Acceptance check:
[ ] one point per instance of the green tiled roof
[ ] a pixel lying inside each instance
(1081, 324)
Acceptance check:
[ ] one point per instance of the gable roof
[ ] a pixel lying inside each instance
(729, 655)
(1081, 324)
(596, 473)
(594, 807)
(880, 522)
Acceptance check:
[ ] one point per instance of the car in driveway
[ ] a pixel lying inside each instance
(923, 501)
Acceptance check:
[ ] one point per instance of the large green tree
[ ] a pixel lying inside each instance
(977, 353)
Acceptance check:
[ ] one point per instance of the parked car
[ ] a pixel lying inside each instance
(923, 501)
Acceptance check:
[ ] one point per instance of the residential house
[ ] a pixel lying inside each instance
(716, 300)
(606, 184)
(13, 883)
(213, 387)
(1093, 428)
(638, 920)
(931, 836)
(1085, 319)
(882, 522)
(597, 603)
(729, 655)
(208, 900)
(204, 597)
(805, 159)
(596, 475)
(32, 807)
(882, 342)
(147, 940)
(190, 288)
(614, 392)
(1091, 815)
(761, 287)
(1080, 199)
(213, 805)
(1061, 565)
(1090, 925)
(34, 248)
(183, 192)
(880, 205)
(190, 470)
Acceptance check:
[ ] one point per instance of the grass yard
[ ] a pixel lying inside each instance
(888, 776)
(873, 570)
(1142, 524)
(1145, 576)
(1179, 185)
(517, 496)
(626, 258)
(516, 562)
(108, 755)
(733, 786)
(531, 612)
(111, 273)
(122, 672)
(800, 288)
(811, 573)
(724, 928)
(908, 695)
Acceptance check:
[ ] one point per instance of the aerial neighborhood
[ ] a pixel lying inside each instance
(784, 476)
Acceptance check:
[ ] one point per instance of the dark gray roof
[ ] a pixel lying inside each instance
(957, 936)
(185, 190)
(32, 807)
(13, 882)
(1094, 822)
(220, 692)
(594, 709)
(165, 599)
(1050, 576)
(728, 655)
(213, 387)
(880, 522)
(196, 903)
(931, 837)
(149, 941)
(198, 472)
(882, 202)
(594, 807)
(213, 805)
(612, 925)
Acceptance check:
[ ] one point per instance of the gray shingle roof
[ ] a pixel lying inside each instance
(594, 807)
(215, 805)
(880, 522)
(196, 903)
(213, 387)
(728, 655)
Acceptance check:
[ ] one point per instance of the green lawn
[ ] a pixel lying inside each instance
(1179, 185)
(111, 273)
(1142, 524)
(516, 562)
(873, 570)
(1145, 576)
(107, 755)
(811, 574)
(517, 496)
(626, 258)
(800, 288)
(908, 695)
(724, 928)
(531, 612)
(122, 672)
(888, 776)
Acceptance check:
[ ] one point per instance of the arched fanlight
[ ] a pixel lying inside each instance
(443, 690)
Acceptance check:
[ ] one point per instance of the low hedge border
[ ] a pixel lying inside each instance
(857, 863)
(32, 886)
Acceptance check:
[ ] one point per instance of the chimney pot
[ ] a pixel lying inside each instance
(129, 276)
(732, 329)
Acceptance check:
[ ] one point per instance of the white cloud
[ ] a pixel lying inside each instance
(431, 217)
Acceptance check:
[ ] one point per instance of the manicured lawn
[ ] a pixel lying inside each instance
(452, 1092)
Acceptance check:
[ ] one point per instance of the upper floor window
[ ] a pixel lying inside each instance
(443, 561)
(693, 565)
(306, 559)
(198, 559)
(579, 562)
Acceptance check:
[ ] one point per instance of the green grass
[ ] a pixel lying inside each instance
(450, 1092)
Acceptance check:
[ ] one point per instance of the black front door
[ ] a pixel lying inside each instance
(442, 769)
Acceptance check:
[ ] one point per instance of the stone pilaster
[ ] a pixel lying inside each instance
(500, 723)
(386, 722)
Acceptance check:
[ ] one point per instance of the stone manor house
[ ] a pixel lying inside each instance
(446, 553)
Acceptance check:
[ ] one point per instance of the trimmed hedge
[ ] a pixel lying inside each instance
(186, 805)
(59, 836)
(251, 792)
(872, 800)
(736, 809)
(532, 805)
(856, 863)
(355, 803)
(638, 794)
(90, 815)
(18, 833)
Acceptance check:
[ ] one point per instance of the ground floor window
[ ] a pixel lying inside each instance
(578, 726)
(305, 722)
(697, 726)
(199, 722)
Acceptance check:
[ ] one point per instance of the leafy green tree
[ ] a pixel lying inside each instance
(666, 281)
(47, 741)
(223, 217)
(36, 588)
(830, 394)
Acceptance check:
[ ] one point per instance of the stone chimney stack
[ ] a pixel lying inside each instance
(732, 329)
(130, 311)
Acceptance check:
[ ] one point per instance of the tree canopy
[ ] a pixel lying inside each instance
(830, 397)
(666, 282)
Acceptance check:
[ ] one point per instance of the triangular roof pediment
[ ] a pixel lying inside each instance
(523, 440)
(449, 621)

++++++

Extract all lines as given.

Answer for the task:
Acceptance check:
[ ] one point per instance of the green tiled roof
[ ] a pixel lying inside each instance
(1081, 324)
Acceptance check:
[ ] one point per instance of the gable roof
[ ] a pixel lying inside each instance
(729, 655)
(1081, 324)
(596, 473)
(594, 807)
(880, 522)
Acceptance check:
[ ] one point per instance of the car in driveway
[ ] a pixel lying inside each instance
(923, 501)
Acceptance check:
[ ] one point per instance of the large green tree
[ ] a pixel lying inside each instance
(977, 353)
Acceptance check:
[ ] one point per instance of the parked car
[ ] a pixel lying inside each instance
(923, 501)
Acceptance check:
[ ] one point per instance of the residential house
[ ] a pixel lying inside each instance
(716, 300)
(606, 184)
(13, 883)
(213, 387)
(1093, 428)
(638, 920)
(931, 836)
(1085, 319)
(882, 522)
(597, 603)
(729, 655)
(208, 900)
(204, 597)
(805, 159)
(596, 475)
(32, 807)
(882, 342)
(147, 940)
(190, 288)
(614, 392)
(1091, 815)
(761, 287)
(1080, 199)
(213, 805)
(1061, 565)
(1090, 925)
(34, 248)
(183, 192)
(880, 205)
(190, 470)
Acceptance check:
[ ] one point per instance of the grass yard
[ ] a pixel lying inside each instance
(888, 776)
(873, 570)
(1142, 524)
(1145, 576)
(1179, 185)
(517, 496)
(626, 258)
(516, 562)
(108, 755)
(733, 786)
(531, 612)
(111, 273)
(122, 672)
(800, 288)
(811, 573)
(724, 928)
(908, 695)
Acceptance check:
[ ] one point per instance of the aerial neighborhood
[ ] a pixel lying inside each instance
(784, 476)
Acceptance check:
[ ] one point per instance of the dark gray roof
[ ] a pixel lying inside each instance
(957, 936)
(185, 190)
(32, 807)
(13, 882)
(1094, 822)
(220, 692)
(594, 709)
(165, 599)
(1050, 576)
(728, 655)
(213, 387)
(880, 522)
(196, 903)
(931, 837)
(149, 941)
(198, 472)
(882, 202)
(594, 807)
(213, 805)
(612, 925)
Acceptance check:
[ ] one point per instance of the gray shingle roof
[ ] a pixel lying inside each instance
(594, 807)
(215, 805)
(880, 522)
(196, 903)
(213, 387)
(728, 655)
Acceptance check:
[ ] one point per instance of the green lawn
[ ] a pixel lying inside each instance
(1179, 185)
(111, 273)
(1142, 524)
(516, 562)
(873, 570)
(1145, 576)
(107, 755)
(811, 574)
(517, 496)
(626, 258)
(800, 288)
(908, 695)
(724, 928)
(531, 612)
(122, 672)
(888, 776)
Acceptance check:
[ ] one point per instance of the arched fanlight
[ ] a pixel lying inside each instance
(443, 690)
Acceptance check:
[ ] one point per instance of the low hedge border
[ ] a pixel lying inside each instance
(857, 863)
(32, 886)
Acceptance check:
[ ] one point per instance of the chimney pot
[ ] a pixel lying inside each instance
(129, 276)
(732, 329)
Acceptance check:
[ ] one point per instance of the white cloud
[ ] a pixel lying inside each instance
(431, 217)
Acceptance check:
[ ] one point per instance of the manicured lawn
[ ] a pixel lying inside each instance
(452, 1092)
Acceptance check:
[ ] one point per instance of the upper floor window
[ ] a pixel lying inside each instance
(443, 561)
(693, 565)
(306, 559)
(198, 559)
(579, 562)
Acceptance check:
[ ] one point per instance of the green grass
[ ] a pixel lying inside each instance
(450, 1092)
Acceptance check:
[ ] one point per instance of the black front door
[ ] a pixel lying inside each instance
(442, 769)
Acceptance check:
[ ] one point per instance of the stone pilaster
[ ] a pixel lying inside each instance
(500, 723)
(386, 722)
Acceptance check:
[ ] one point per instance of the stone manor house
[ ] a pixel lying inside each instance
(446, 553)
Acceptance check:
[ ] one point per instance of the trimmed hedge
[ ] a pixel lying inside each instance
(186, 805)
(59, 836)
(251, 792)
(872, 800)
(736, 809)
(532, 805)
(856, 863)
(355, 803)
(638, 794)
(90, 815)
(18, 833)
Acceptance check:
[ ] one point per instance of the ground floor window
[ ] a pixel lying inside each instance
(578, 726)
(305, 722)
(697, 726)
(199, 722)
Acceptance check:
[ ] one point per instance of the leafy green tree
[ ] a pixel lying inside each instance
(666, 281)
(47, 741)
(223, 217)
(36, 588)
(830, 394)
Acceptance check:
[ ] one point per instance of the stone chimney stack
[ ] a pixel lying inside each instance
(732, 329)
(130, 311)
Acceptance check:
[ ] one point per instance of the tree canopy
[ ] a pixel lying inside each instance
(830, 397)
(666, 282)
Acceptance check:
[ ] one point per instance of the triangular roof pediment
[ ] a pixel lying inside each instance
(523, 440)
(449, 621)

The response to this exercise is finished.